▸ **Data excerpts**:
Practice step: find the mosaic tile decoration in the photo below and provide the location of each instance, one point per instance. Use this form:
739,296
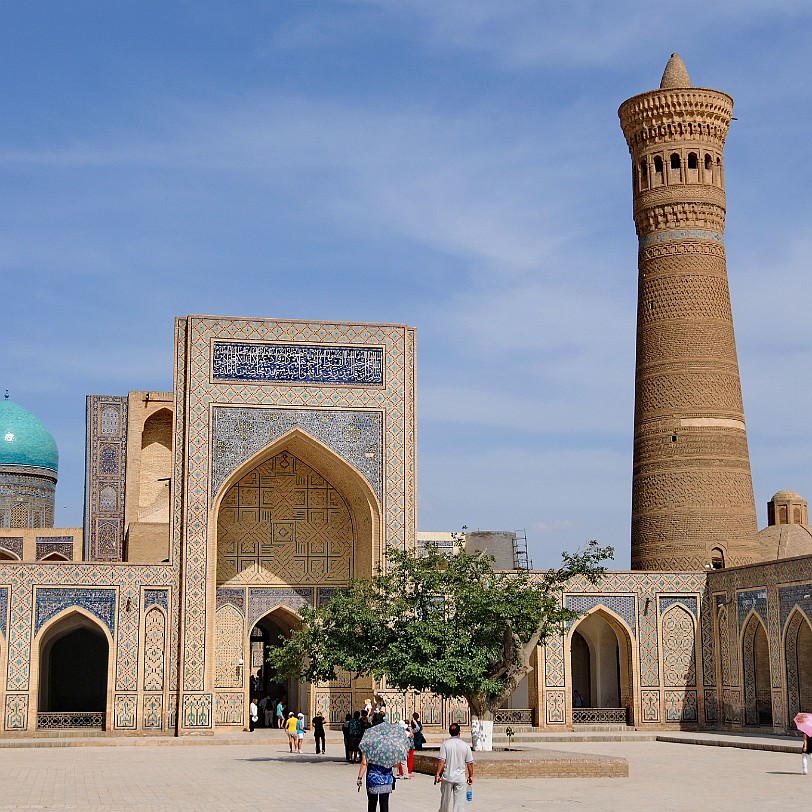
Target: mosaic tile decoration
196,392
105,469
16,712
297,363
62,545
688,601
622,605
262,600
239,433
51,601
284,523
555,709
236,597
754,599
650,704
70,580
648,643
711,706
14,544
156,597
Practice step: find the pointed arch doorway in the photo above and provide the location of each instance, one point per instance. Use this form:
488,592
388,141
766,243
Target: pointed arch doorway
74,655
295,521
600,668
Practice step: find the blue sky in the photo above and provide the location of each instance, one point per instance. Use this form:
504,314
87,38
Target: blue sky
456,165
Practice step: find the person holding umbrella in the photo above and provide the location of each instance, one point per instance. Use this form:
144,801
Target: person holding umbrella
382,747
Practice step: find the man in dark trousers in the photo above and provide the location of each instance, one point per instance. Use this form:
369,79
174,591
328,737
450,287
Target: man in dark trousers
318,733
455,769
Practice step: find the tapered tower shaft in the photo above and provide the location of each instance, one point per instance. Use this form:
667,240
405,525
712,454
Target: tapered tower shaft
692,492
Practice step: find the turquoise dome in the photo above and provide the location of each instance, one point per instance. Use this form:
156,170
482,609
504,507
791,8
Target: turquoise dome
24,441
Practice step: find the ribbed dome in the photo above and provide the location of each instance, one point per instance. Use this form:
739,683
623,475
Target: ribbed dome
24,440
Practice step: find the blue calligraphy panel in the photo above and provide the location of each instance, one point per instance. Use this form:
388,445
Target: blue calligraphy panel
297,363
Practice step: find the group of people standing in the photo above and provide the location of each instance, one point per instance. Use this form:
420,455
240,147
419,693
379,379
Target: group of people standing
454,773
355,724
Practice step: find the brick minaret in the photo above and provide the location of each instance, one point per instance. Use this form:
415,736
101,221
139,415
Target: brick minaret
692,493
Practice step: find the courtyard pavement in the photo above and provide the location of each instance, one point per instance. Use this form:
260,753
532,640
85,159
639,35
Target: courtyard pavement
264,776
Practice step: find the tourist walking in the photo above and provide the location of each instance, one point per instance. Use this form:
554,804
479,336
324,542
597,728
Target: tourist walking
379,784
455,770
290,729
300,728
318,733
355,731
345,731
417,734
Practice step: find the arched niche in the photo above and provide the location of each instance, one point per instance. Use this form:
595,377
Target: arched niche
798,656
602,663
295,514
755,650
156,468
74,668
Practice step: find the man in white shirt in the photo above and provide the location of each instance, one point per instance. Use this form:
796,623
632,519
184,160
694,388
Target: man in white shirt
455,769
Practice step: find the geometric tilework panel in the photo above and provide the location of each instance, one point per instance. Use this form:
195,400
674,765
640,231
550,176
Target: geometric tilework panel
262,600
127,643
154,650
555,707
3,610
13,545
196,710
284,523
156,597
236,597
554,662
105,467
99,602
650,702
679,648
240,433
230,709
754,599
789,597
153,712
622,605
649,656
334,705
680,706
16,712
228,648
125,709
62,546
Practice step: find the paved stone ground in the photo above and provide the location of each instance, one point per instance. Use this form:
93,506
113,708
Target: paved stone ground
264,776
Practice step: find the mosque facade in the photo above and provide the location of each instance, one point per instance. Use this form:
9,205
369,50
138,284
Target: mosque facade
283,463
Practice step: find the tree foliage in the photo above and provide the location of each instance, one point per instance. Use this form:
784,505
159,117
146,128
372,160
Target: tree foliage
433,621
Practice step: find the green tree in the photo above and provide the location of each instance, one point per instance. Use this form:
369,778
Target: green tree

▸ **What is being asked**: Do not include images; quote all of the entries above exactly.

▸ **Complete response**:
Practice step: find the mosaic tile decoration in the photo below and provide the location of each instance, one point per instance. Use this form:
739,296
Target: mosaic tile decoration
196,392
105,469
16,712
297,363
62,545
688,601
622,605
262,600
239,433
51,601
284,523
555,709
236,597
754,599
650,704
70,580
648,643
711,706
14,544
156,597
Practice step: find the pointed arch doorway in the photo above and provide the location of each instance, one point per instance. Use this form:
488,592
388,141
766,243
Target: pointed arch doorway
74,655
295,521
600,668
Practice step: find the blue sky in the photo above and provide the location of each instance, one point per instance. Use this form:
504,314
87,38
Target: blue sky
456,165
Practice step: find the person holding umbrella in the photo above and provide the location of each instance, one point per instance. Use this form:
144,801
Target: person holding umbrella
382,747
Practice step: find the man in dark trousers in the photo above and provide the location of each instance, one point per instance. Use this form:
369,79
174,591
328,737
450,287
Target: man in dark trousers
318,733
455,769
Practice step: find the tapered tower shaft in the photo above and provide the location of each instance, one point per instance. Use this form:
667,240
405,525
712,454
Target: tapered tower shaft
692,492
Practice step: find the turquoise dome in the photo above and provide the location of each instance, one point per instance. Use this form:
156,170
482,609
504,507
791,8
Target: turquoise dome
24,441
Practice step: find the ribbed dome in the photo above and provide the location of each instance, one point per instance. Use this form:
739,683
623,475
Target: ribbed dome
24,440
Practice step: find the blue calligraphy panel in the photo above and provide the location of each instance, one point per instance. Use this form:
388,445
Target: blue calligraphy panel
297,363
Practice step: find the group of people standing in the photo above and provide the location of each instance, one point per instance. Use this form:
420,455
240,147
419,693
379,379
Target: group of people standing
454,773
355,724
Practice step: find the brick minaret in the photo above and provide the location of each instance, one point per instance. Use this form:
415,736
101,221
139,415
Target: brick minaret
692,493
Practice step: find the courtyard pavement in the photo above and provide the location of each instance, one point per instance. Use this form:
260,753
532,640
85,159
639,35
Target: courtyard pavement
264,776
Practice step: find the tourist walking in the photo above and provide the location of each instance, one point per instance. Use this form:
554,804
479,336
324,542
597,728
Target: tourist walking
379,784
455,770
290,729
300,728
318,733
355,731
345,731
417,734
Practice step: find the arched niche in the photo above and provide the location of each instance, one point per instance. Use this form:
595,377
Target: arched niche
798,656
602,663
295,514
755,650
156,468
74,668
Practice step: find the man in white shirt in the photo above and provide the location of each instance, one point per instance. Use this form:
796,623
632,519
184,160
694,388
Target: man in white shirt
455,769
Practice step: find the geometric tilework panel in the photo above and provide the location of each instance, one point per instance. Use this form:
195,400
674,765
640,231
550,176
Target: geometric tilework panel
262,600
127,643
154,650
555,707
3,610
13,545
196,710
284,523
156,597
236,597
554,662
105,467
99,602
650,702
679,648
240,433
230,709
754,599
789,597
153,712
622,605
649,656
334,705
680,706
16,712
228,648
125,709
62,546
Practice step: find the paved stone ground in the photo above and provide the location of each instance, one point per instance. Use this form:
93,506
113,708
Target: paved stone ground
264,776
Practice step: find the mosque facade in the photo above and provide the location of each instance, one point per instance. Use this form:
9,205
369,50
138,284
Target: mosque facade
283,463
Practice step: find the tree foliage in the photo above and provide the location of each instance, one point per instance. Use this form:
784,505
159,117
146,128
372,160
Target: tree foliage
433,621
Practice step: find the green tree in the photo above and provide the location of each instance, one point per instance. Use this form:
369,778
Target: green tree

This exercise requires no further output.